*Given request 1*
Answer these questions from the forum post on Bolivian rams, one line each:
(a) Which filter runs on the 30-gallon tank?
(b) What pH does the poster's tap water have?
(c) Besides the 30-gallon, which tanks does the poster have available?
*Given request 2*
In the forum post on Bolivian rams, find every reason the poster gives for choosing Bolivians. List them all.
*Given request 3*
Continue the forum post on Bolivian rams from the last sentence shown.

*Document text*
# Help with Bolivian ram: purchase, mate selection, space reqs



## oakleyhoma (Aug 8, 2009)

Hi all, new here and my first post. Two things: first the background and then questions.

Background: I'm beginner/intermediate? Kept fish as a teen, got back in a year or so ago. Have had some success and some failures, have learned some. I've got a 30g long w/ Rena xp3 (seems to work well). The 30g is mature but with only 3 zebra danios after my disaster with previous tetra/cory setup (Lesson: don't buy stock from chain stores and quarantine anything/everything first!). It's low-light (2 wpg, anubias, java ferns, some sunset hygro/stem plants as nitrate sponge). Eco-complete substrate. 
My water (well water): from tap it's about pH 7.2-7.4, no nitrates, trace of P, carbonate hardness about 6, GH about 6. Think this is within a good range for bolivians. I also have a basically empty/sparse 20g and a 10g quarantine tank at my disposal.

My Goal: get the 30g set up anew, pick fish I like, that fit my tank, and that work well with my native tap water. Never have kept a cichlid, but am locked in on Bolivians (they pair, so don't need a harem; they should work with my unmodified water, they're small, seem to be interesting, hardy/less fussy than e.g., blue ram), etc. Looked at other new world cichlids, e.g., cockatoo, etc. but want to go Bolivians. Realize I could try a "crowded" tank of African cichlids, not now. I hope to set up this ram/community fish 30g tank soon.

*Supplied data*
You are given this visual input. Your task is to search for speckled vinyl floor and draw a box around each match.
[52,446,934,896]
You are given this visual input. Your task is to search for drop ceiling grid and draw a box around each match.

*Answer 1*
(a) A Rena xp3.
(b) About 7.2 to 7.4.
(c) A mostly empty 20-gallon tank and a 10-gallon quarantine tank.

*Answer 2*
- They pair, so no harem is needed.
- They should work with the poster's unmodified water.
- They are small.
- They seem to be interesting.
- They are hardy and less fussy than, for example, the blue ram.

*Answer 3*
My desired fauna for the 30: a mated pair of bolivian rams, a bristlenose pleco, a school of some tetras (or rainbowfish?) of body correct body size/shape so as not to "bother" the rams. Not much more than that - maybe an oto or two? Or maybe a swordtail pair (my parameters would seem to work well enough for livebearers, though I plan to set up my 20g tank later with liverbearers). Anyay, I want basically a peaceful community tank, not overcrowded, with some different/interesting fish movements, fish that work with my native, unmodified water, and not overcrowded.

My Qs:

1. What order, bolivans in first and other inhabitants later or vice versa, or does not matter? A dwarf BN pleco would share same bottom space as the rams...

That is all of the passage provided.